_What the task requires_:
Return exactly, and only, the lines from the line containing "Point out the statue" through the final line of the records below, both included.

_Data listing_:
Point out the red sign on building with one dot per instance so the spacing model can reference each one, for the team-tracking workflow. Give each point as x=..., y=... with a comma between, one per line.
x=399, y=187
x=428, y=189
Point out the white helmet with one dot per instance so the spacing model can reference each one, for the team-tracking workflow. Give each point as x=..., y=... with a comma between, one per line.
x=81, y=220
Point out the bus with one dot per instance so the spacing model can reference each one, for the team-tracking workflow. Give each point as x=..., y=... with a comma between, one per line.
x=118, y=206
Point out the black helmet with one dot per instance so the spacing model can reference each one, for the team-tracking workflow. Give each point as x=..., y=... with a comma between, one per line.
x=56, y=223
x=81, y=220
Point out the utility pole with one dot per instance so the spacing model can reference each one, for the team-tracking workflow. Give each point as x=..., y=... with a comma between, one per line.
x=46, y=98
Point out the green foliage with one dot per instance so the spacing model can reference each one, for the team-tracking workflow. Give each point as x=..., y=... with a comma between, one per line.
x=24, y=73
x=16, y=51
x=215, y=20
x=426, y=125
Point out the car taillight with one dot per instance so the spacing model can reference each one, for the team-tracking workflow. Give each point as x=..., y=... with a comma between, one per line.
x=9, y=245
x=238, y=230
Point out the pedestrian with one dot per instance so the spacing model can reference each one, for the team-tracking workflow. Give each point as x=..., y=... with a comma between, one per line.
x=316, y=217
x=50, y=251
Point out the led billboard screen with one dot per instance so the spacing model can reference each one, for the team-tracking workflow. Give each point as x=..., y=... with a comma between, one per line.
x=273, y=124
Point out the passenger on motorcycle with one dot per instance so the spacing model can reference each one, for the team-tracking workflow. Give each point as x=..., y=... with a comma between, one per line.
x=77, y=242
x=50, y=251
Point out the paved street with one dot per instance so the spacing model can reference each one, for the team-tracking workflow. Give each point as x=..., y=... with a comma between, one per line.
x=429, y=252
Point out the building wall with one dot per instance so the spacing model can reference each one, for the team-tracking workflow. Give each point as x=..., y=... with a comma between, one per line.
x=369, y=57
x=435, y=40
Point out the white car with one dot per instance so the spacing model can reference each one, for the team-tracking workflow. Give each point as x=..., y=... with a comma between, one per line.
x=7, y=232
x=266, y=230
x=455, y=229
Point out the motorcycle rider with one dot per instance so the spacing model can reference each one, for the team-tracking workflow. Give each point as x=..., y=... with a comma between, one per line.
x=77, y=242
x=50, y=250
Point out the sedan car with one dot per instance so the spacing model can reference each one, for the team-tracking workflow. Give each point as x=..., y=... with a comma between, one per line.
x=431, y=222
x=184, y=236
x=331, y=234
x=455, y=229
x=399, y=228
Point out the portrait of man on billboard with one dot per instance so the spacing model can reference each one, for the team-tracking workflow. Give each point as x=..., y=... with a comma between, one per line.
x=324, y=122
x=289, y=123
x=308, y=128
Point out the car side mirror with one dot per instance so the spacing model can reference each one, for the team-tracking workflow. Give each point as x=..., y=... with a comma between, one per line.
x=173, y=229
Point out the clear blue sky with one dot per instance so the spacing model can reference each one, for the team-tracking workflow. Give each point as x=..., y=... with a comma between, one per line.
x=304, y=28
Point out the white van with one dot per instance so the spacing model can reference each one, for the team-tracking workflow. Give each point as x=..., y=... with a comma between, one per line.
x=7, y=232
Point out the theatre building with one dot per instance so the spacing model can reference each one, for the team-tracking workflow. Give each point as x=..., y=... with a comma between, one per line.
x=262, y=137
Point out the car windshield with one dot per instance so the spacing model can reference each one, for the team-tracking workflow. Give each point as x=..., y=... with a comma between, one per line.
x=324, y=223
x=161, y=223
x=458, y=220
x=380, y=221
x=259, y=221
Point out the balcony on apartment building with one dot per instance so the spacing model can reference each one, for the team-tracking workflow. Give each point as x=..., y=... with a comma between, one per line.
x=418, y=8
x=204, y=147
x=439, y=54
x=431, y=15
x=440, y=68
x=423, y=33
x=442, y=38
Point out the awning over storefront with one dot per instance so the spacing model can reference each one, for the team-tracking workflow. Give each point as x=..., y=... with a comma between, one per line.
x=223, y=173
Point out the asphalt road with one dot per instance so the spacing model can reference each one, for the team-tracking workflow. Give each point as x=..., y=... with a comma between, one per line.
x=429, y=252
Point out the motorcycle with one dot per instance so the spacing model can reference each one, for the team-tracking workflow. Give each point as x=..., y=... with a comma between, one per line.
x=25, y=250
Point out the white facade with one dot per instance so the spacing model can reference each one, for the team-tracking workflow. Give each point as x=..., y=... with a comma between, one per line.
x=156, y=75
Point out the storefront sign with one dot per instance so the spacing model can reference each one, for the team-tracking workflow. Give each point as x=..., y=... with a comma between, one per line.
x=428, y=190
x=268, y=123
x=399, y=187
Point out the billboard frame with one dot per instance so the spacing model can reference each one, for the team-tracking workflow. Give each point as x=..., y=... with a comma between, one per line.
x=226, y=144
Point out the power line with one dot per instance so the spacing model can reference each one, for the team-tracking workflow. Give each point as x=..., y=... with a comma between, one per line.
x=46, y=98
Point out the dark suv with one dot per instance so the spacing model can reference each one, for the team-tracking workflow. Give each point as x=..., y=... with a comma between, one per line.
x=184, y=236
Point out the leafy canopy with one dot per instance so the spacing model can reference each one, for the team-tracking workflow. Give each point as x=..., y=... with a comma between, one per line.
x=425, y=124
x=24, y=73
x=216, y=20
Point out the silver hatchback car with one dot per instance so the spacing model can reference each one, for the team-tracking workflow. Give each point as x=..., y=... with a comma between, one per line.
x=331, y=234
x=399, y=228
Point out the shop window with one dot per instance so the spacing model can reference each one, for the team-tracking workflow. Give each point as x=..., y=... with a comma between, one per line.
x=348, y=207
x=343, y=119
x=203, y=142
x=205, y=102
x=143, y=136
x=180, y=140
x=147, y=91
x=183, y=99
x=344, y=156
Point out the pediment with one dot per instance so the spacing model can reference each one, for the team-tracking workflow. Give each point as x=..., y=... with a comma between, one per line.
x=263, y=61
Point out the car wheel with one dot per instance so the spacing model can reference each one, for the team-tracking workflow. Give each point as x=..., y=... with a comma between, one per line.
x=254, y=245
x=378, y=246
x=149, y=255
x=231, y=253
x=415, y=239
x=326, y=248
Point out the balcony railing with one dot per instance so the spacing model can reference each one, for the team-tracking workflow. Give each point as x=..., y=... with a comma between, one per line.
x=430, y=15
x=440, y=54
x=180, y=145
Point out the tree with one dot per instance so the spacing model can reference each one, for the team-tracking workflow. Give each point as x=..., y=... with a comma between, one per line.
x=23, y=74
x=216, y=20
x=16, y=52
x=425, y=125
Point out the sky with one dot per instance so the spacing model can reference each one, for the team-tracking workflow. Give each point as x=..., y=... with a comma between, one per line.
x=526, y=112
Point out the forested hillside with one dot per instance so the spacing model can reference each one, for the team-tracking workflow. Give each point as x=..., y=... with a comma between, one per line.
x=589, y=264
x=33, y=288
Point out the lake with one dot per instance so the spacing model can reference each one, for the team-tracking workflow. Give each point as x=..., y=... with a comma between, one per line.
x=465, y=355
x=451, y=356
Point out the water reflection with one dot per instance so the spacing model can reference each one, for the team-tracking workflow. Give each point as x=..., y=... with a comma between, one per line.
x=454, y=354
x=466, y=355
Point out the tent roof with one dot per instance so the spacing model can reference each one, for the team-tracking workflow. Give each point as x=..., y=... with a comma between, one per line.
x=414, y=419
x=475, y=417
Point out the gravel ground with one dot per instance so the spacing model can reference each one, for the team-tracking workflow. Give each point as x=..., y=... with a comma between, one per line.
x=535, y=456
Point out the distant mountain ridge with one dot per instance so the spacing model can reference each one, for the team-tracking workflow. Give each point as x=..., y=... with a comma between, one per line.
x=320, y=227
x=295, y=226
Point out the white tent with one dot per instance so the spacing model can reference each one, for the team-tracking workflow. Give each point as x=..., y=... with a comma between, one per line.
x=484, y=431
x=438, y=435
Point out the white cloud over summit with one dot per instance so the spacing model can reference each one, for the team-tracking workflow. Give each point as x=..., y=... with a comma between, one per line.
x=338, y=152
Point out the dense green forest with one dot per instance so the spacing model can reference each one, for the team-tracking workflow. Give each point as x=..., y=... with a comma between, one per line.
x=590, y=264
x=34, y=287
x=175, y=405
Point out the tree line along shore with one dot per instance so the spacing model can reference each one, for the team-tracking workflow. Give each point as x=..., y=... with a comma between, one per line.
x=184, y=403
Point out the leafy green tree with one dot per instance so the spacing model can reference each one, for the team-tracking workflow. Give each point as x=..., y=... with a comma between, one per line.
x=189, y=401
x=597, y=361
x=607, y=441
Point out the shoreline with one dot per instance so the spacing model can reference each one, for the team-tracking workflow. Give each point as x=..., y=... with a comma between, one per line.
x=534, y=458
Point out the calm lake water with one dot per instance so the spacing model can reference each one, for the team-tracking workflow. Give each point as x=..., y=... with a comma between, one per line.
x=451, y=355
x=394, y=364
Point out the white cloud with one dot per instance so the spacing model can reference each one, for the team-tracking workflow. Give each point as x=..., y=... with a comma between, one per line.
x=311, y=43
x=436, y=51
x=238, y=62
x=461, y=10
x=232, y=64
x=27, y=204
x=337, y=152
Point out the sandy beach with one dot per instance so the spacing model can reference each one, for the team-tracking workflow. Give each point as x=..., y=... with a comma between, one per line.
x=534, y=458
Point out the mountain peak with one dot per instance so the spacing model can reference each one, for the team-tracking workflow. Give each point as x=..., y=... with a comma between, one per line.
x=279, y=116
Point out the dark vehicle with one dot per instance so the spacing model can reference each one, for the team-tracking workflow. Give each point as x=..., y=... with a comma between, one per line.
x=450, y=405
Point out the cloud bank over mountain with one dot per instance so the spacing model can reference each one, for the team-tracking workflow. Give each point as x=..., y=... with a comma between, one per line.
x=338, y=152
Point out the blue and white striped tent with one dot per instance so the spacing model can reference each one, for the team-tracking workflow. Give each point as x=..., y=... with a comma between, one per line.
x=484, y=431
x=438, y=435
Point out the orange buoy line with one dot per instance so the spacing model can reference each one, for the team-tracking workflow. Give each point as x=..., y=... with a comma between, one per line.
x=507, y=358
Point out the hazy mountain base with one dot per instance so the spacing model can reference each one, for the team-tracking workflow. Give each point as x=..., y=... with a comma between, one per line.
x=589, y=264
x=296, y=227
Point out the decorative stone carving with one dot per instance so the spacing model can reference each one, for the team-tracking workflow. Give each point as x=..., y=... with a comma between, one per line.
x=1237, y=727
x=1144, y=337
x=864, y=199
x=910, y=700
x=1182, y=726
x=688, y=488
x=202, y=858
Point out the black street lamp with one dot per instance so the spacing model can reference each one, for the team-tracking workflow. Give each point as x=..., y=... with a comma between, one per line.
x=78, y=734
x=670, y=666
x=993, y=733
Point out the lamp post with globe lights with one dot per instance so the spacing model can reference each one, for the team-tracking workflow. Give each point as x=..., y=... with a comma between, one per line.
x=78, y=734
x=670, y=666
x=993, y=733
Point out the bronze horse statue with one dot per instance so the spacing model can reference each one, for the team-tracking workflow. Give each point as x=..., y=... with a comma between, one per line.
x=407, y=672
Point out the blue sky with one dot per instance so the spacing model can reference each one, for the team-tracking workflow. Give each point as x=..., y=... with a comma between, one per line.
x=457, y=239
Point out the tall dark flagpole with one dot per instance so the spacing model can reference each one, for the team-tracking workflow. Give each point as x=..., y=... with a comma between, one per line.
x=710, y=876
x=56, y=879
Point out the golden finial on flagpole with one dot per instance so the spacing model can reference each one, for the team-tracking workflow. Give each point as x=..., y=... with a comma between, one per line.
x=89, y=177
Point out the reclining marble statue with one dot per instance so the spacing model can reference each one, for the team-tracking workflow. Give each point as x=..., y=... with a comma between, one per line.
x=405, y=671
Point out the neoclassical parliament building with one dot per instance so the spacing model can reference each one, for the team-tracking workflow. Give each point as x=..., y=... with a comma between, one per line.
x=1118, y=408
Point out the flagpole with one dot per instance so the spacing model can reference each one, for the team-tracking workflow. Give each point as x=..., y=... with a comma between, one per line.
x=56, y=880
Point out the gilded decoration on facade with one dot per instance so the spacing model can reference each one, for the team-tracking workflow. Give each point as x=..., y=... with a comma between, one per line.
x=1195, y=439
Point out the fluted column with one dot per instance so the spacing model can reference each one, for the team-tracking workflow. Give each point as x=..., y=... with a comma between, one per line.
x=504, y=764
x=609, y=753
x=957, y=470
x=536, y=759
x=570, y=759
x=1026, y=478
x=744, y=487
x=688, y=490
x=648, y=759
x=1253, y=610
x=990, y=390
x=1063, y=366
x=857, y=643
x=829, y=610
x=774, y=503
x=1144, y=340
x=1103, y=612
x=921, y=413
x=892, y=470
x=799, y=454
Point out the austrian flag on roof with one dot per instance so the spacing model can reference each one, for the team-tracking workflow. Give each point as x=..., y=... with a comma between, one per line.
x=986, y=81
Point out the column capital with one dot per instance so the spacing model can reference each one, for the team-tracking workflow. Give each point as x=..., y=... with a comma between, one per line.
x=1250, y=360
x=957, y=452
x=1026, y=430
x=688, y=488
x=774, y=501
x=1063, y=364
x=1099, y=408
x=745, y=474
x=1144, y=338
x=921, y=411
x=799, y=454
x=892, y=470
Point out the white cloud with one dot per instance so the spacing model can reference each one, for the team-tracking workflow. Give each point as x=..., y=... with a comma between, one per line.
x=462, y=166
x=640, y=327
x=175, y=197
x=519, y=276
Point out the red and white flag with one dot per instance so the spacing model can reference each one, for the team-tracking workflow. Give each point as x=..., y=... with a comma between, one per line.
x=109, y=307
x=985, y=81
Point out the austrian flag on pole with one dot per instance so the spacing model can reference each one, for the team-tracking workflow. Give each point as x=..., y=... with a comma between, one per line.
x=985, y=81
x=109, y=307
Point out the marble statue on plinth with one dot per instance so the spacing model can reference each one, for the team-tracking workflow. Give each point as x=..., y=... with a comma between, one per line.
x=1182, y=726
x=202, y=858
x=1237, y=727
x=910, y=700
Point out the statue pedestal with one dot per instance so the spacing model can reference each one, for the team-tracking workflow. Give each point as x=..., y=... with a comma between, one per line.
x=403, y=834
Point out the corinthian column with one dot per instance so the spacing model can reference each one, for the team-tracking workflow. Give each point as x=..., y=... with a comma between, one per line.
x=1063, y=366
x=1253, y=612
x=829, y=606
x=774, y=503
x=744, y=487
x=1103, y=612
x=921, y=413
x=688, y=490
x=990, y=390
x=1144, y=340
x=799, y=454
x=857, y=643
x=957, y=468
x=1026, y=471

_Result for this exercise_:
Point out the statue pedestal with one dot per instance so the spacing model can reference each one, for the team-tracking workflow. Give each point as x=..., y=... with a comma between, one per line.
x=403, y=834
Point out the corinthian column with one dot per instance so the spacing model can reference each one, for the team-tracking workflow. Give each point as x=..., y=... with a comma between, one per line.
x=1063, y=366
x=1253, y=612
x=829, y=606
x=774, y=503
x=744, y=487
x=1103, y=612
x=921, y=413
x=688, y=490
x=990, y=390
x=1144, y=340
x=799, y=454
x=857, y=643
x=957, y=468
x=1026, y=471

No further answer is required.